Retype every line of text in the entries below with no changes, and leave the pictures out of your copy.

Entries from a collection
# # #

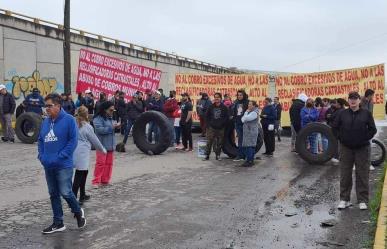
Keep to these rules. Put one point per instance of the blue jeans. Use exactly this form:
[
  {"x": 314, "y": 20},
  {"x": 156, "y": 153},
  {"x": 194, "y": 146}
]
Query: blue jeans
[
  {"x": 129, "y": 124},
  {"x": 177, "y": 134},
  {"x": 249, "y": 153},
  {"x": 59, "y": 183},
  {"x": 172, "y": 125},
  {"x": 153, "y": 128},
  {"x": 239, "y": 130}
]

# # #

• _RESULT FOR THIS TASK_
Keep to these rules. Put one point per instance of the blue jeans. Use exactly this form:
[
  {"x": 314, "y": 20},
  {"x": 156, "y": 153},
  {"x": 194, "y": 146}
]
Query: blue jeans
[
  {"x": 129, "y": 124},
  {"x": 177, "y": 134},
  {"x": 249, "y": 153},
  {"x": 59, "y": 183},
  {"x": 172, "y": 125},
  {"x": 153, "y": 128},
  {"x": 239, "y": 130}
]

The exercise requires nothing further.